Cesare Basile, uno dei più importanti cantautori italiani in attività, torna finalmente con un nuovo album di studio, a un trentennio esatto di distanza dal suo esordio da solista e a un lustro dal precedente “Cummeddia”. Lo fa con il suo album più scuro e sperimentale di sempre, “Saracena“, in uscita oggil 3 maggio 2024 per Viceversa Records, in vinile e digitale, con distribuzione Audioglobe.

«Puoi scrivere solamente la storia della tua ferita, puoi scrivere solamente la storia del tuo esilio», annotava il poeta palestinese Mahmoud Darwish, tra le principali fonti di ispirazione di “Saracena”.

È lo stesso Basile a introdurci al suo dodicesimo album: «Saracena è canzone d’esilio e spartenza. Canzone di separazione dall’infanzia, dai luoghi, dalla lingua. Canzone di pietre e nomi nascosti, terra calpestata dalle armate degli invasori, case abbandonate, rabbia che esplode il cuore e la carne. Una lunga canzone scritta e registrata di getto nell’arco di due settimane masticando le parole del poeta palestinese Mahmoud Darwish, quelle degli arabi di Sicilia condannati alla nostalgia come Abd al-Jabbar Ibn Hamdis, i versi di Santo Calì, le strofe popolari dell’abbandono di un’isola saracena negli intervalli delle melodie dei suoi Cantaturi. Questi semi pestati insieme nel mortaio della Nakba per raccontare il dolore degli ulivi di Palestina».

Record di una raccolta:

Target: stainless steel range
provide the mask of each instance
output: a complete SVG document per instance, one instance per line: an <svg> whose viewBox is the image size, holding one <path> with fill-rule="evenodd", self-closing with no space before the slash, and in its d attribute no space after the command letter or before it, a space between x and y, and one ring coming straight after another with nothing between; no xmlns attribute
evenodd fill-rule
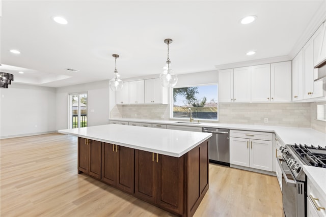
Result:
<svg viewBox="0 0 326 217"><path fill-rule="evenodd" d="M326 147L286 145L278 159L282 172L283 203L286 217L307 216L307 176L304 165L326 168Z"/></svg>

CONSEGNA 1:
Rispondi alle domande sul brano estratto, una per riga:
(a) Con quale etichetta esce “Saracena”?
(b) In quanto tempo, secondo Basile, è stato scritto e registrato l'album?
(c) Che posto occupa “Saracena” nella discografia di Basile?
CONSEGNA 2: Elenca tutti gli autori di cui, secondo il brano estratto, Basile ha masticato parole o versi mentre scriveva “Saracena”.
CONSEGNA 3: Prosegui il brano estratto sull'album “Saracena” di Cesare Basile dopo la sua ultima frase.
I record non servono per svolgere il lavoro.

RISPOSTA SCRITTA 1:
(a) Viceversa Records.
(b) In due settimane.
(c) È il suo dodicesimo album.

RISPOSTA SCRITTA 2:
Mahmoud Darwish
Abd al-Jabbar Ibn Hamdis
Santo Calì

RISPOSTA SCRITTA 3:
“Saracena” è stato composto e inciso nel corso di appena due settimane, innescato da grande urgenza espressiva. Un microcosmo di epica politica in un mondo dove è ormai sconsigliato prendere posizione. Quasi un instant concept album, dove il filo conduttore, quello del tema dell’esodo, è stato dipanato assecondando l’istinto e abbracciando il divertimento del suonare, finanche dell’improvvisare. Continuando a privilegiare il punto di vista dei perdenti e degli esclusi, il musicista siciliano commenta: «In un momento in cui agli artisti si chiede solo di intrattenere le persone senza sollevare questioni scomode o prendere parola sulle ambiguità delle società democratiche, ho sentito il bisogno di affrontare una tragedia che per i più è notizia fruita distrattamente; di provare a capire quanto di universale c’è nel dramma palestinese, e nel farlo mi sono subito reso conto che dovevo agire in velocità, senza rimuginare razionalmente la questione, lavorare nell’urgenza poetica e politica».

L’album è scaturito così come un flusso unico, da fruire e possibilmente abitare come fosse un’unica canzone, sebbene divisa in più parti, otto, corrispondenti a sei pezzi cantati e due interamente strumentali. Guidato appunto dal filo rosso dell’esodo, della perdita e della nostalgia, Basile sapeva di stare scrivendo un solo testo, quindi non ha fatto altro che distribuirlo in varie stanze.

Una di queste stanze è il primo singolo estratto, intitolato “C’è na casa rutta a Notu“, con un video diretto da Andrea Nicotra. A proposito del brano: «C’è na casa rutta a Notu è un modo di narrare la Nakba attraverso un’altra esperienza di separazione, che è quella subita dagli arabi di Sicilia dopo la conquista normanna, un evento molto lontano nel tempo ma testimoniato attraverso la poesia in maniera sorprendentemente simile al racconto dell’esodo palestinese fatto da Mahmoud Darwish. Da qui, deriva anche l’idea di chiamare “Saracena” questa epica del disastro. Un ponte fra luoghi storici e geografici apparentemente distanti ma vicini nelle conseguenze, anche poetiche, del disastro».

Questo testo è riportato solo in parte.